## Required work:
**1.** Answer these questions from the text on running SAM 3 with the Roboflow Inference package:
(a) Where is the Roboflow API key found?
(b) What command installs the package with SAM 3 support?
(c) What name does Meta give to segmenting objects from text prompts?
**2.** Rewrite the part of the SAM 3 Inference text starting with "from inference.models.sam3 import" and going on through "or numpy array)", putting "Load" in place of "Initialize".

## Text section:

* START *

Using SAM 3 with the Roboflow Inference Package

The Roboflow inference package lets you import SAM 3 Inference directly into your Python script and run the model locally. Running SAM 3 with Inference therefore means you don’t need to do any manual configuration. You won’t have to install PyTorch manually or worry about driver versions. The same commands will work on your laptop, desktop workstation, edge devices or cloud server. In the sections below you will see how simple it is.

Prerequisites

You will need a Roboflow API key. Sign up for a free account and find your key on your Settings page.

Installation

Install the package with SAM 3 support:

uv pip install inference-gpu[sam3]

The [sam3] extra pulls in the specific dependencies SAM 3 needs. When you first run the model, the weights are downloaded automatically and cached locally. Subsequent runs start immediately.

Example 1: Text-Based Concept Segmentation

The defining feature of SAM 3 is its ability to segment objects based on text prompts. You type a short noun phrase, and the model finds and segments every matching instance in the image. This is what Meta calls Promptable Concept Segmentation (PCS). Try the following code example:

from inference.models.sam3 import SegmentAnything3
from inference.core.entities.requests.sam3 import Sam3Prompt

# Initialize the model
# The model will automatically download weights if not present
model = SegmentAnything3(model_id="sam3/sam3_final",   api_key="<ROBOFLOW_API_KEY>")

# Define your image (can be a path, URL, or numpy array)
image_path = "dog-and-cat.jpg"

* END *

## Data:
* START *

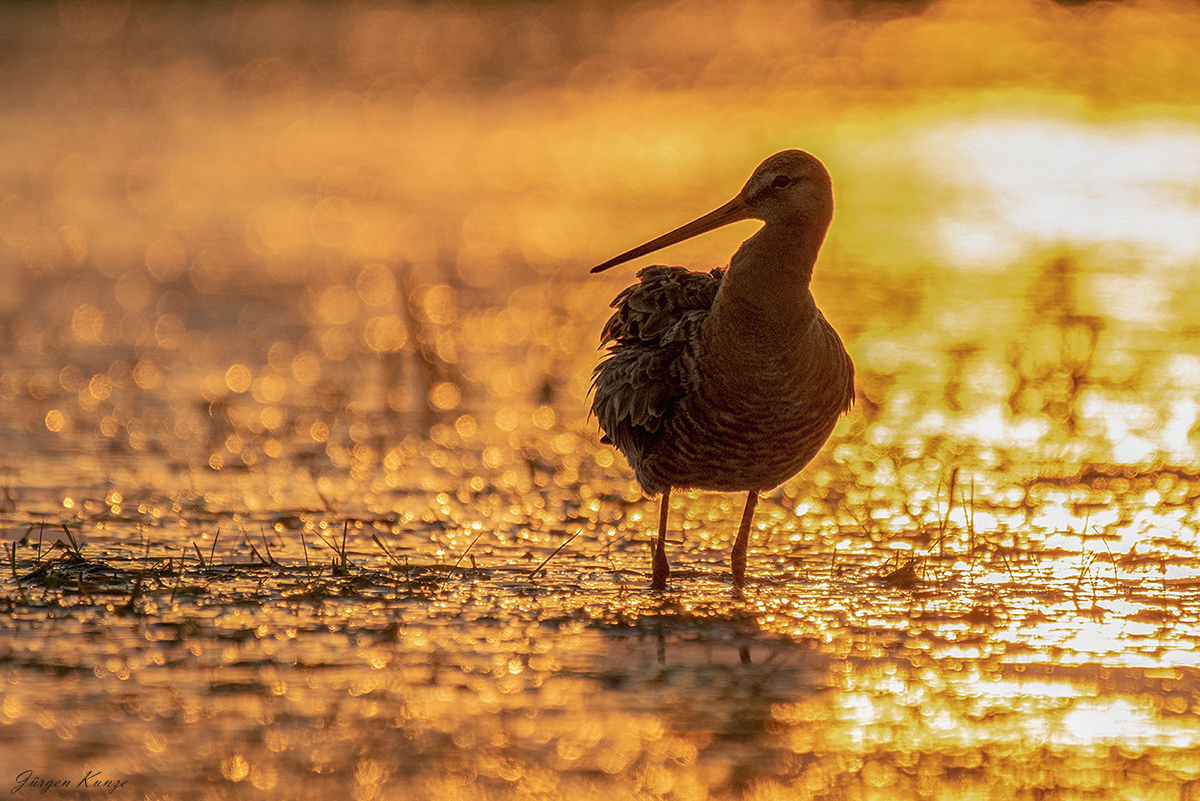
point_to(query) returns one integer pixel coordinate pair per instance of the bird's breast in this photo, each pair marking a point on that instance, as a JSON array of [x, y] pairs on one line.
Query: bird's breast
[[756, 413]]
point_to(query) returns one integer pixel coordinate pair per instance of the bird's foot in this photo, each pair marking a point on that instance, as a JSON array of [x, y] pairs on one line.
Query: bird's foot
[[661, 570]]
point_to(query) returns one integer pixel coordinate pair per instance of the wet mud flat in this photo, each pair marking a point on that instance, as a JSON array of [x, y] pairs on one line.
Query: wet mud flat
[[408, 643]]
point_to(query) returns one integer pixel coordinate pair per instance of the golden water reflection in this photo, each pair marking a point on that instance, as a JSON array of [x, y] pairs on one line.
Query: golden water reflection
[[298, 341]]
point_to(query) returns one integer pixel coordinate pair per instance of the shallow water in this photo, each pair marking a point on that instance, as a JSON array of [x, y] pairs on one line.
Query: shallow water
[[300, 498]]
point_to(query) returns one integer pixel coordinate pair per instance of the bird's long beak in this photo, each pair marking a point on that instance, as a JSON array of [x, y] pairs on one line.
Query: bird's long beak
[[733, 211]]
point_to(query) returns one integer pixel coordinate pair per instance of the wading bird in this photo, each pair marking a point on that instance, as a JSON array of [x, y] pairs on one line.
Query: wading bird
[[729, 380]]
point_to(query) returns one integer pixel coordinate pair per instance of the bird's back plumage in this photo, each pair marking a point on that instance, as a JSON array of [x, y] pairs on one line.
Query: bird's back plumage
[[682, 420]]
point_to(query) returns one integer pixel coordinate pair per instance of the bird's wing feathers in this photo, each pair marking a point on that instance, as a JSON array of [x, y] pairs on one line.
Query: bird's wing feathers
[[649, 333]]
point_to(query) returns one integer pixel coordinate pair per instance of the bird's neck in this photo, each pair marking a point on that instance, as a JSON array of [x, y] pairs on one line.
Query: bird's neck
[[765, 295]]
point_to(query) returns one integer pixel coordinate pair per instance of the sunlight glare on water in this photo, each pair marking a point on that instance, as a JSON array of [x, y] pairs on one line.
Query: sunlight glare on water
[[300, 494]]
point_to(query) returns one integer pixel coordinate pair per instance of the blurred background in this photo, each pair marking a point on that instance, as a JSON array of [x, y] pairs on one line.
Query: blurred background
[[233, 233]]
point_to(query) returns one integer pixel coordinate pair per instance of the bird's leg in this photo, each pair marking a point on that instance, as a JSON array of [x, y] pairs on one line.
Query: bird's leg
[[661, 570], [738, 558]]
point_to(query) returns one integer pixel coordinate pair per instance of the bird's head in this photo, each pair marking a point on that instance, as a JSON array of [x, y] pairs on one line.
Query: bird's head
[[790, 188]]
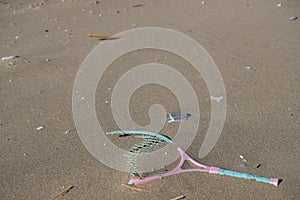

* END *

## Solutions to each task:
**1.**
(a) On your Settings page.
(b) uv pip install inference-gpu[sam3]
(c) Promptable Concept Segmentation (PCS).

**2.**
from inference.models.sam3 import SegmentAnything3
from inference.core.entities.requests.sam3 import Sam3Prompt

# Load the model
# The model will automatically download weights if not present
model = SegmentAnything3(model_id="sam3/sam3_final",   api_key="<ROBOFLOW_API_KEY>")

# Define your image (can be a path, URL, or numpy array)